Try it: Filter the records for "item" and keep each line that has it.
[Start of Attachment]
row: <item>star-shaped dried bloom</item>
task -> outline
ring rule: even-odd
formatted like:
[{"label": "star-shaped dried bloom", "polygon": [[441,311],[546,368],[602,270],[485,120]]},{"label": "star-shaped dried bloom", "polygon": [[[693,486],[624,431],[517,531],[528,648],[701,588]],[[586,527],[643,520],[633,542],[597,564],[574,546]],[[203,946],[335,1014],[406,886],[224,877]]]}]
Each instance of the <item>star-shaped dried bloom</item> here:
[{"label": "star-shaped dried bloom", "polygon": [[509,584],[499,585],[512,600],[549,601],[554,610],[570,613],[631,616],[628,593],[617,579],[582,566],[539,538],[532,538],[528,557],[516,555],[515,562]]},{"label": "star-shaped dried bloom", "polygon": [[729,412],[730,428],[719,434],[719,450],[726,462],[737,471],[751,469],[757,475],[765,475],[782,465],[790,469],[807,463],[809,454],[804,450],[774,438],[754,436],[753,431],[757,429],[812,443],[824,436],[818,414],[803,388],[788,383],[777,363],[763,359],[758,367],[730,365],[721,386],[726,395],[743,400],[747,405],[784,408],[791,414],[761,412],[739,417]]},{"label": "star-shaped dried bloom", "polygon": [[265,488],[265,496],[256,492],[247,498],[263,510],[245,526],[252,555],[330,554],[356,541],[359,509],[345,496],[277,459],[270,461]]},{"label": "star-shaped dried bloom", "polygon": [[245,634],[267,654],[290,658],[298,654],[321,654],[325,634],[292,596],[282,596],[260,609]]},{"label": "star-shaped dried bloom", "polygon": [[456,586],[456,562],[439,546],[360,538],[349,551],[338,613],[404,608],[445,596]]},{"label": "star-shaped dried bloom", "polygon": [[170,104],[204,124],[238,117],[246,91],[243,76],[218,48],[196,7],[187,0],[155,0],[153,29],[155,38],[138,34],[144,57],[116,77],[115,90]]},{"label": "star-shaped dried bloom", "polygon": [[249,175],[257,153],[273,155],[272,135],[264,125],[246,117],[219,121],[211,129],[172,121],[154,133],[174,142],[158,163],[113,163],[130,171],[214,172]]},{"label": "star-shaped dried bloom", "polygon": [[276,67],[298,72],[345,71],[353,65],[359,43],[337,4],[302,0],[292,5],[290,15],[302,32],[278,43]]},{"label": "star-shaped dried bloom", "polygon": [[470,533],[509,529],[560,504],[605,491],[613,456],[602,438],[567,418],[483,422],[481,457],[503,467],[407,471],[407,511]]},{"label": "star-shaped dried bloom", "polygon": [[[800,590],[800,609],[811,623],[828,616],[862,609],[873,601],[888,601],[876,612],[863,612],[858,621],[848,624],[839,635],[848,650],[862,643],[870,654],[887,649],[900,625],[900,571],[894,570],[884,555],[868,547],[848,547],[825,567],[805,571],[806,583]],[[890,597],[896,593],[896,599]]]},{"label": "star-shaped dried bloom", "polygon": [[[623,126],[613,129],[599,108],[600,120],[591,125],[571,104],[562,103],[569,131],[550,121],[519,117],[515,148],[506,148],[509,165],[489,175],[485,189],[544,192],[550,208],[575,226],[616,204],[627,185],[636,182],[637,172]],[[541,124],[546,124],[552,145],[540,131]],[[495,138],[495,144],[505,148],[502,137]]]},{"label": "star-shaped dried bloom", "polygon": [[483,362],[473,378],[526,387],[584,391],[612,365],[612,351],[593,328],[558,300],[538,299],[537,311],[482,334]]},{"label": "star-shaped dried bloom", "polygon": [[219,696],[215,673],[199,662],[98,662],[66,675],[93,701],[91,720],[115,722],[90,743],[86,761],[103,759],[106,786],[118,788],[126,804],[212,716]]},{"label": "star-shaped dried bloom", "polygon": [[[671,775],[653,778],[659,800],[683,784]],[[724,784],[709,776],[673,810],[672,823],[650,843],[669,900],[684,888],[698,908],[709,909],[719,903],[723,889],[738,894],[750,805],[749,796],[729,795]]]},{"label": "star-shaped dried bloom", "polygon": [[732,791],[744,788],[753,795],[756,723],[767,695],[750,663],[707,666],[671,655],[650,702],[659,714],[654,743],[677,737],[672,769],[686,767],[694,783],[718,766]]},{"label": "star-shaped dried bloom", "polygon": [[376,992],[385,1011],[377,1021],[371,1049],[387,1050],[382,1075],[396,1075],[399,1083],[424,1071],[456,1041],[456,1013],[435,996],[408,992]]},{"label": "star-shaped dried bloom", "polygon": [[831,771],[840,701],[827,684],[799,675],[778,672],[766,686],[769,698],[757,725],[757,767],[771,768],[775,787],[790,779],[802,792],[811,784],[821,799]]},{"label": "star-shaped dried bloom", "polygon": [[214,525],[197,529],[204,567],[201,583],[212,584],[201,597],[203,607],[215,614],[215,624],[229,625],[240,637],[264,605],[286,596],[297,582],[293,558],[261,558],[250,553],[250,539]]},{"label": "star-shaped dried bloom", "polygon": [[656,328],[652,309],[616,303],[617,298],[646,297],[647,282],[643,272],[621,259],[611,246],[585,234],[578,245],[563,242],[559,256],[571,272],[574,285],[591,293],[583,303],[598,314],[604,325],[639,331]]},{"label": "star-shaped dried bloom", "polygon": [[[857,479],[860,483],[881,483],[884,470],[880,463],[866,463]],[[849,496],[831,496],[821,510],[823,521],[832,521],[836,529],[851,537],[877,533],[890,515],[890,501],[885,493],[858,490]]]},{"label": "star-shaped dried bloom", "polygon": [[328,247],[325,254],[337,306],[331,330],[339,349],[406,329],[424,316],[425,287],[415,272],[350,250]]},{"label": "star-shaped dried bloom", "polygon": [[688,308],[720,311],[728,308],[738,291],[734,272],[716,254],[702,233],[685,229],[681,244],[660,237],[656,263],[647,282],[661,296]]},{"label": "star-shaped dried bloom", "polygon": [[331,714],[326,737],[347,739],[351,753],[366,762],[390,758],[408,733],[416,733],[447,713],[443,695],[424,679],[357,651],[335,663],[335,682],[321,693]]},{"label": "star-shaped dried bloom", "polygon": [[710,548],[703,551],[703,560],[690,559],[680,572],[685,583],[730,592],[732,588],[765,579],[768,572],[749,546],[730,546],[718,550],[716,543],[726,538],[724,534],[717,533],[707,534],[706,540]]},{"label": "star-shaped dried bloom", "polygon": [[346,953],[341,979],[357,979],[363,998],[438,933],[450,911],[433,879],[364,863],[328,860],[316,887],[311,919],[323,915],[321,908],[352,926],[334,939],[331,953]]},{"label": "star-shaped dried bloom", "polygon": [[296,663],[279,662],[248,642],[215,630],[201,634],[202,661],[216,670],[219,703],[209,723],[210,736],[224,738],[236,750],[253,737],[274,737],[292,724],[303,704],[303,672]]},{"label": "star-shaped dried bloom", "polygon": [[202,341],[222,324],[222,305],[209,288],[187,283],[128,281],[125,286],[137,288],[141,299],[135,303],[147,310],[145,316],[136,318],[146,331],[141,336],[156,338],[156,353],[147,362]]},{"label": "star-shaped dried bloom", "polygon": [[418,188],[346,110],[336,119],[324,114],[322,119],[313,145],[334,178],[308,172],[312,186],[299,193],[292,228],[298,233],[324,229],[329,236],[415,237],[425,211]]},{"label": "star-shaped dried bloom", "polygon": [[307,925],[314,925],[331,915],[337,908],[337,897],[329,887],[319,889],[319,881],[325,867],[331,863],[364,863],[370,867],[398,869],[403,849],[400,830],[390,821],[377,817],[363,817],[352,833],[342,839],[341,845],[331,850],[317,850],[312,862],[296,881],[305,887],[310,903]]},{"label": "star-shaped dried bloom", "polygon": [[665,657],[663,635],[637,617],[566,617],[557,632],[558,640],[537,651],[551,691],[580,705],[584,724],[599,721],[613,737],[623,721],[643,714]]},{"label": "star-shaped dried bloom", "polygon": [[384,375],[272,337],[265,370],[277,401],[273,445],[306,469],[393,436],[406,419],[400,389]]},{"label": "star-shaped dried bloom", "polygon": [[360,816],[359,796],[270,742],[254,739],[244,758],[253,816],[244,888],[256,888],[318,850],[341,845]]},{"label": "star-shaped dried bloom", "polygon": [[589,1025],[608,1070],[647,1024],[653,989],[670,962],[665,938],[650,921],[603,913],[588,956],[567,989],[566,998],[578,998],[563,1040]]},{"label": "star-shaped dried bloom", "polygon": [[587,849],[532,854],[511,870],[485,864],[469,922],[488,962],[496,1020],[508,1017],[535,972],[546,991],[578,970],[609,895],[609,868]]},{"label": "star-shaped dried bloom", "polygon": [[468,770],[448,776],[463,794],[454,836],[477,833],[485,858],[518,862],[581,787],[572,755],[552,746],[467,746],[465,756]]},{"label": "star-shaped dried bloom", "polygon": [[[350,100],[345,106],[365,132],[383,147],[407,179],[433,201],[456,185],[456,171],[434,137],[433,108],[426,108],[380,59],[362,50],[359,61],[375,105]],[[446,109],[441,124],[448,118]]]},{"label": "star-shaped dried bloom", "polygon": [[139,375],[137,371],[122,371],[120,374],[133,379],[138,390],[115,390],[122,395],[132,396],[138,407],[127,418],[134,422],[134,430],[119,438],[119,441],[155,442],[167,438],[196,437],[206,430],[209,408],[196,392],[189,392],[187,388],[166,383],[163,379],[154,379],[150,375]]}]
[End of Attachment]
Answer area:
row: <item>star-shaped dried bloom</item>
Each instance of the <item>star-shaped dried bloom</item> here:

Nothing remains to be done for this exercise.